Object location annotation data
▼

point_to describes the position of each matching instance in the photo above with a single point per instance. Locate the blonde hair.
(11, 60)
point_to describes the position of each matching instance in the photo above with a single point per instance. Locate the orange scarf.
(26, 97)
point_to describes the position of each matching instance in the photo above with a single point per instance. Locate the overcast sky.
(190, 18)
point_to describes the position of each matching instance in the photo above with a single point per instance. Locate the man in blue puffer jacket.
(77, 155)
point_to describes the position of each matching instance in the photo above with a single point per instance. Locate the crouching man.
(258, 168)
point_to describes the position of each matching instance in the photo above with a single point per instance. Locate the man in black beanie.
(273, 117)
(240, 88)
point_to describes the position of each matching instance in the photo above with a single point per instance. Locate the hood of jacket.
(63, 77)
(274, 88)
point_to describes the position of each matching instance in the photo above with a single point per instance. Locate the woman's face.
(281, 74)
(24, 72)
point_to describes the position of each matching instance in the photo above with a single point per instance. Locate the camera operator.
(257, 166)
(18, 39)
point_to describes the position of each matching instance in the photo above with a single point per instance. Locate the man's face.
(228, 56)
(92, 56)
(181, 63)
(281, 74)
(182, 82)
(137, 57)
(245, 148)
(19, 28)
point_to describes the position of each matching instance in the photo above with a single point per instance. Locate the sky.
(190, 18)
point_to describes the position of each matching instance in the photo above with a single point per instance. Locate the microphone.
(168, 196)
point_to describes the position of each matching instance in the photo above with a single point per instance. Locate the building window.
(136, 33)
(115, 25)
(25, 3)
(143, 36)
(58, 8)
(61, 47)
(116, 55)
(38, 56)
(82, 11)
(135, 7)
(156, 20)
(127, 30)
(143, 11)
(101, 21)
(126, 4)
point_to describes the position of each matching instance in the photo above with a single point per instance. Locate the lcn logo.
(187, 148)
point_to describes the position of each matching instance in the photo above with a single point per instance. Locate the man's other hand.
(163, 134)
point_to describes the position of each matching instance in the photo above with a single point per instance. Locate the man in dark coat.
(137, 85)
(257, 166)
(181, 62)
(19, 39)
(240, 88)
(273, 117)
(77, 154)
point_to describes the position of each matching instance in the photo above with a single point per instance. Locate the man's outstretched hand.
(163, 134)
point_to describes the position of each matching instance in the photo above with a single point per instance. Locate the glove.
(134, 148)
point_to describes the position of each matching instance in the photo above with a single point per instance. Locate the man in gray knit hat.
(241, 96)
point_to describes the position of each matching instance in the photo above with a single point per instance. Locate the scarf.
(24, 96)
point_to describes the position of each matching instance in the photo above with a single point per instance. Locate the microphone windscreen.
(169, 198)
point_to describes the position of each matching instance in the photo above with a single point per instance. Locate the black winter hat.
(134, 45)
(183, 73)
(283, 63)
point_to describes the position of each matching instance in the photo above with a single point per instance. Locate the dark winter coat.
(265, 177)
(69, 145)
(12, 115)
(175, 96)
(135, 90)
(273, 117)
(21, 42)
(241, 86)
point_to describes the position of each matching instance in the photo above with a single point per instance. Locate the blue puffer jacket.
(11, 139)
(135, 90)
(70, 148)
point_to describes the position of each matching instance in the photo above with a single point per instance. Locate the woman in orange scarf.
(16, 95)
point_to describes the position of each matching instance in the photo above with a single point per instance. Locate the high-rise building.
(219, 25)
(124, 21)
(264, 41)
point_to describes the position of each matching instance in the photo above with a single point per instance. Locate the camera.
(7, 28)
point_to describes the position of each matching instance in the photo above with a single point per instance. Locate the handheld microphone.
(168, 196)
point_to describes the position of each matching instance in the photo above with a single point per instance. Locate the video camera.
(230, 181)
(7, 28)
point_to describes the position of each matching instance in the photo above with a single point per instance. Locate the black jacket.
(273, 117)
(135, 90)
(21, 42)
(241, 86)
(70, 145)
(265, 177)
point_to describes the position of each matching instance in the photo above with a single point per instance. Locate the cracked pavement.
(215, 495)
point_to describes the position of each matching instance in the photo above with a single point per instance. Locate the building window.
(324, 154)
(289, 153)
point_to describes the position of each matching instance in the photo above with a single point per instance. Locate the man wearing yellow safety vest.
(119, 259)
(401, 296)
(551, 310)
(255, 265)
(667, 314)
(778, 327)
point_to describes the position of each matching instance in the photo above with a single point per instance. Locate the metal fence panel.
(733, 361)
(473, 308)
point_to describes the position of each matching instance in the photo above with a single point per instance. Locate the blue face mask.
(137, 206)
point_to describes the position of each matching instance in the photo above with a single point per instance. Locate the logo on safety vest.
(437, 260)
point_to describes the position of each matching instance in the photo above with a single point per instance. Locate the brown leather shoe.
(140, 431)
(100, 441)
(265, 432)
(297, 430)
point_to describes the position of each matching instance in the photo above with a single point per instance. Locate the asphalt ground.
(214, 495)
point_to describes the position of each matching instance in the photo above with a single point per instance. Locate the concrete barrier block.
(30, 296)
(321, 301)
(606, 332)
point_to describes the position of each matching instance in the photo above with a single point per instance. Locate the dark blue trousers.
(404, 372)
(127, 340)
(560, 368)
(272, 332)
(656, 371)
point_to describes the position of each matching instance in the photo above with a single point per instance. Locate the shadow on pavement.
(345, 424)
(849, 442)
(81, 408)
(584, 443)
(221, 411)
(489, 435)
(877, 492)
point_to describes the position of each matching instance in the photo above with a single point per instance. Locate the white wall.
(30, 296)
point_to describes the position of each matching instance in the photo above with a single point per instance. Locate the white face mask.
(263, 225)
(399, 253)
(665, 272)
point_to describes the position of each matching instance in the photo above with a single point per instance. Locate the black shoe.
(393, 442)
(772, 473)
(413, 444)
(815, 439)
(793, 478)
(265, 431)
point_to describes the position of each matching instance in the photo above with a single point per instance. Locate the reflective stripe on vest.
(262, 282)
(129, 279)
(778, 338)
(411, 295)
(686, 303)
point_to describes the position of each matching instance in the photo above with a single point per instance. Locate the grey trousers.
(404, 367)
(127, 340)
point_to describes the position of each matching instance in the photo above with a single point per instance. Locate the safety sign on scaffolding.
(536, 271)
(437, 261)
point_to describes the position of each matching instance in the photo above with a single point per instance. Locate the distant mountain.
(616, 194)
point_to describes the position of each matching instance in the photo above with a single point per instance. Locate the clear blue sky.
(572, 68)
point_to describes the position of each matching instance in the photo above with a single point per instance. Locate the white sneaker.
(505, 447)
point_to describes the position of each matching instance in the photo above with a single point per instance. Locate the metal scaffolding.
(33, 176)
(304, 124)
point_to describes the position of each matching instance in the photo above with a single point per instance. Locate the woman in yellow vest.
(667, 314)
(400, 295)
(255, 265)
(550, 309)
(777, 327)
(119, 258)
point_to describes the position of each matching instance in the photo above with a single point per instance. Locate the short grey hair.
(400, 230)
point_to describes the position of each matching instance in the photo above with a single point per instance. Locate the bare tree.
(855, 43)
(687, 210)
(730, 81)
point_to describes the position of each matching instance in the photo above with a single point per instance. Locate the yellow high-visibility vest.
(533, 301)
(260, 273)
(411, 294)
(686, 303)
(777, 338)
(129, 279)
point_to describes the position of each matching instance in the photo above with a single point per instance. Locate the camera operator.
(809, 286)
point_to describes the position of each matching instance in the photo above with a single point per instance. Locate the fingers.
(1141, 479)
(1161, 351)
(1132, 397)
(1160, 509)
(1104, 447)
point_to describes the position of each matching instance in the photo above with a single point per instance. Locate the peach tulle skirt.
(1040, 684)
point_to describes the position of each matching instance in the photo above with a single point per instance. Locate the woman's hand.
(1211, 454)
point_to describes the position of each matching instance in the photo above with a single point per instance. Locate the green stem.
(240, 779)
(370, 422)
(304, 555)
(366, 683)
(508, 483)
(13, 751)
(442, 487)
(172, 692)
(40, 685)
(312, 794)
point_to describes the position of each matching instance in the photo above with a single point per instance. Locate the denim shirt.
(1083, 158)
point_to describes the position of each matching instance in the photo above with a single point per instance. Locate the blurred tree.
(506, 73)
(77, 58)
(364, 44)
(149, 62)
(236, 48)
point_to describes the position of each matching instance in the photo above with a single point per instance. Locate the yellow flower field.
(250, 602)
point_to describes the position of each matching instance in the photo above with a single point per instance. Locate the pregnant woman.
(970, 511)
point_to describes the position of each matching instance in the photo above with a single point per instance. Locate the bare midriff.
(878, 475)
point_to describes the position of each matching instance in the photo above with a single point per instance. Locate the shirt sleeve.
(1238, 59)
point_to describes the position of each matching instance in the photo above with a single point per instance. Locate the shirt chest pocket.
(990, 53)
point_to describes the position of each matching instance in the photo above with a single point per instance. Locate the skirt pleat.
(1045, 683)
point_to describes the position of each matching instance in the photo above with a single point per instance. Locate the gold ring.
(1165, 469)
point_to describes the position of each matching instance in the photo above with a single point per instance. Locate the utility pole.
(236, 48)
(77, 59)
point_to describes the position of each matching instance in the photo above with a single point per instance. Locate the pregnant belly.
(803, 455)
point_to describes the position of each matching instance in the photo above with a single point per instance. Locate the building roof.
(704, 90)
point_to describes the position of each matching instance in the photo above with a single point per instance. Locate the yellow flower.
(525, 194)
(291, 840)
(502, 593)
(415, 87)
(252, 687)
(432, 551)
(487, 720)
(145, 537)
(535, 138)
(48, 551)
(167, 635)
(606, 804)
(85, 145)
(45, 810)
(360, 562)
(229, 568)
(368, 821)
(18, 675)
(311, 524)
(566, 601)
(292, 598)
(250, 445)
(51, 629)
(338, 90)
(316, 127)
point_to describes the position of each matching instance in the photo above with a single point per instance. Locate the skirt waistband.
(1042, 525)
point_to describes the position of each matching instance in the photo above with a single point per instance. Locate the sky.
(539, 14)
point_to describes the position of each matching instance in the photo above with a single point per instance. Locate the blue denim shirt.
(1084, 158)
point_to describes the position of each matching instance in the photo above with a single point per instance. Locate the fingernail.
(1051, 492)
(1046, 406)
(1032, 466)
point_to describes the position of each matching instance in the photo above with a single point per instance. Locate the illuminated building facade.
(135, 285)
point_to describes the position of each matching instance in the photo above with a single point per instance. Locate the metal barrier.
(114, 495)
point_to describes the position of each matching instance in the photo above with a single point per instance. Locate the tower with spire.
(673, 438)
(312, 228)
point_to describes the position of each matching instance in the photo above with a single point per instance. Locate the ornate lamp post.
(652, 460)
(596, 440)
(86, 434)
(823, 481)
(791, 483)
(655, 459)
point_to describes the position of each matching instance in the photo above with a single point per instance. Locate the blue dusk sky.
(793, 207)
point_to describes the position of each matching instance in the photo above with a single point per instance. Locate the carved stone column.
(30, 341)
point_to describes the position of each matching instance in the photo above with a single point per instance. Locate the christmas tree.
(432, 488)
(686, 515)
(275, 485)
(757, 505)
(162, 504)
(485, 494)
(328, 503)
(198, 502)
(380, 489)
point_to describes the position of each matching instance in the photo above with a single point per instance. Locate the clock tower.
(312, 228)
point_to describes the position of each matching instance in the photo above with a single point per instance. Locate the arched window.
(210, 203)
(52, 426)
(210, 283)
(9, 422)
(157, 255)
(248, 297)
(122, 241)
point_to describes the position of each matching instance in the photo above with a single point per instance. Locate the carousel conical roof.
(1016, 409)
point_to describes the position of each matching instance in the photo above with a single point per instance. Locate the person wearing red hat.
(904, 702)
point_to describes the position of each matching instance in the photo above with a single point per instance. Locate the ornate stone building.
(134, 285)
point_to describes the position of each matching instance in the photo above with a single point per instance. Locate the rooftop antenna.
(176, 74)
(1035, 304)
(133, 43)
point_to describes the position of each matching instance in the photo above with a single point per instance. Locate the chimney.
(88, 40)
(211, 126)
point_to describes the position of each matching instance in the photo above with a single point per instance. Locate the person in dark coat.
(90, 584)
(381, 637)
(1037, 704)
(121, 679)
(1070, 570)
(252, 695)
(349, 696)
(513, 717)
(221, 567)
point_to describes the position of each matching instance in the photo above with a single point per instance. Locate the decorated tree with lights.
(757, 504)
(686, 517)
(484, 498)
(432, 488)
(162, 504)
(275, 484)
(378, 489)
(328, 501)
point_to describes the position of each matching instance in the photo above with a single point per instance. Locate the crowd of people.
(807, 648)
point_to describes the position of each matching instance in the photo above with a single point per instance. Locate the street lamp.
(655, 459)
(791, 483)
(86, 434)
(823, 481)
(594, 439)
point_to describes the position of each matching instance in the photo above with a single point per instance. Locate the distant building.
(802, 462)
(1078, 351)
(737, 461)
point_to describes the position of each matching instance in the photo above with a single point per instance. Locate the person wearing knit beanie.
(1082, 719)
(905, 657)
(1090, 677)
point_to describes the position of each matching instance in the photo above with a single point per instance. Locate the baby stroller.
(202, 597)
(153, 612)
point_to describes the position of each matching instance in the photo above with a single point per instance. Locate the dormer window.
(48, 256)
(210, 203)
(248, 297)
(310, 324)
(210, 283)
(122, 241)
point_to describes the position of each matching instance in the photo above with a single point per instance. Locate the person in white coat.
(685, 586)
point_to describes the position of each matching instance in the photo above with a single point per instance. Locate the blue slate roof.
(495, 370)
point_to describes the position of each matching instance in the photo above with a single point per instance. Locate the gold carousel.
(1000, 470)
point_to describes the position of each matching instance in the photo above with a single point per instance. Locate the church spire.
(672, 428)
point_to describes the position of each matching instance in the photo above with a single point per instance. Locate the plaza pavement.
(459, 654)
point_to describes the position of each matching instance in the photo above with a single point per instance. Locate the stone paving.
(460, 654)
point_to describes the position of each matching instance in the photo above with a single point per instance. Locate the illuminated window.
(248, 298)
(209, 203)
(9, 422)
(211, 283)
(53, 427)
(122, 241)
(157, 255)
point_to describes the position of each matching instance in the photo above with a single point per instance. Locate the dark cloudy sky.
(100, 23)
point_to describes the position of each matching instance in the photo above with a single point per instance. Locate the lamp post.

▲

> [Exercise details]: Lines from the one containing "wearing knit beanie." through the final line are to be given again verbatim, with nothing before or after.

> [Solution for this exercise]:
point_to describes the position of each matching instance in the photo above with a single point per instance. Locate the person wearing knit beanie.
(1082, 719)
(905, 657)
(1090, 677)
point_to describes the position of each matching instance in the photo above with a single point per instance. Locate the baby stroller.
(202, 597)
(153, 612)
point_to describes the position of each matching instance in the photo above with a single point per instance. Locate the dormer window.
(48, 256)
(210, 203)
(248, 297)
(310, 324)
(210, 283)
(122, 241)
point_to describes the position of each matching instance in the photo above with a single point per instance. Locate the person in white coat.
(685, 586)
point_to describes the position of each matching instance in the photo above with a single point per instance. Locate the blue slate roof.
(495, 370)
point_to describes the position of each matching instance in the photo above with a single point per instance. Locate the gold carousel.
(1000, 470)
point_to describes the position of each matching instance in the photo above with a single point per instance. Locate the church spire.
(672, 428)
point_to describes the position of each matching instance in the photo above with a single point per instance. Locate the plaza pavement.
(459, 654)
point_to describes the position of each matching instance in the photo above with a single point per instance. Locate the stone paving.
(460, 654)
point_to describes the position of each matching instance in the photo above with a single point per instance. Locate the illuminated window.
(248, 298)
(209, 203)
(9, 422)
(211, 283)
(53, 427)
(122, 241)
(157, 255)
point_to describes the position of each matching instance in the photo above with a single point per instance. Locate the dark cloudy sky.
(100, 23)
point_to describes the position of each matching instance in the photo above with a single point per instance. Locate the lamp post.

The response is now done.